*** Opening of Material provided ***

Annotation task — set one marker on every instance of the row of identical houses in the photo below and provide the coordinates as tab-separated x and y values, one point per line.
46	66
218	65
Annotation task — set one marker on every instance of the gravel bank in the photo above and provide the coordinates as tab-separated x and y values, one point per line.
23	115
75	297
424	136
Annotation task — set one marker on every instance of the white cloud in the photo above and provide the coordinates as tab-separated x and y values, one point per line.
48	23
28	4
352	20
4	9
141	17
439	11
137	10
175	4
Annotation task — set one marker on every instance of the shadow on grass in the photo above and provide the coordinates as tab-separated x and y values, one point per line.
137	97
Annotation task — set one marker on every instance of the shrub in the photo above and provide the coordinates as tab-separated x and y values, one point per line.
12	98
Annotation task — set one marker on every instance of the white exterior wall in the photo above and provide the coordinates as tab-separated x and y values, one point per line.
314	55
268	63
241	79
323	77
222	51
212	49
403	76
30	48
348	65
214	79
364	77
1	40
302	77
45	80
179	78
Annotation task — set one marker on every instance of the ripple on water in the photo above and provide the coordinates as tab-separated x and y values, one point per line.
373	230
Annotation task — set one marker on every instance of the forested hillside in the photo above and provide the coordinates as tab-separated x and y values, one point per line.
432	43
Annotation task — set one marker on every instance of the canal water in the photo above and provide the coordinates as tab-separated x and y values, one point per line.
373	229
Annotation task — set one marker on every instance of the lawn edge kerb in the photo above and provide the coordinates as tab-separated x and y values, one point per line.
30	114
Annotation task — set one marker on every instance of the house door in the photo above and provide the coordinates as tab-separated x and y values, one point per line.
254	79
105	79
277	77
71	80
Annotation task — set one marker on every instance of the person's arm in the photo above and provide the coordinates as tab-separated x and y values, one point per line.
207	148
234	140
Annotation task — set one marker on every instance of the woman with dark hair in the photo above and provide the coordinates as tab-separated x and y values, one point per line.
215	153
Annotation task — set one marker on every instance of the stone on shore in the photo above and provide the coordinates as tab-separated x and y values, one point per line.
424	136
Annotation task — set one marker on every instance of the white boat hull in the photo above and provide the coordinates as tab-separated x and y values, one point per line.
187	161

*** Close of Material provided ***

The answer is a portion of the data. Write out exactly the line with "of the ripple" and all lines after it.

* [Reply]
Annotation task — set one marker on every instance of the ripple on water in the photo above and provide the coordinates as tab-separated x and y values, one point per line.
373	230
Annotation task — set one marker on every instance of the forested hillside in the photo above and provide the coordinates as tab-separated x and y values, one point per line.
432	43
Annotation task — set one marker on every instance of the canal water in the photo above and provide the coordinates as tab-separated x and y values, one point per line.
373	229
Annotation task — set one marker on every instance of the lawn edge kerb in the photo above and provide the coordinates as tab-separated x and y values, one point per line.
30	114
Annotation task — set one marker on every instance of the house door in the photo above and provide the coordinates as tab-separated x and y values, one point per line.
254	79
105	79
277	77
71	80
Annotation task — set one marker on every instance of the person's arm in the photo above and provide the coordinates as tab-separated x and y values, one point per line.
207	148
234	140
Annotation task — set one marker on every instance of the woman with dark hair in the photo above and provide the coordinates as tab-separated x and y values, one point per line.
215	153
Annotation task — set one marker on every instance of the stone on shore in the photo above and provide the coordinates as tab-separated x and y values, one point per line.
424	136
Annotation task — set one marker on every instance of the white boat hull in the photo above and provide the coordinates as tab-separated x and y values, one point per line.
187	161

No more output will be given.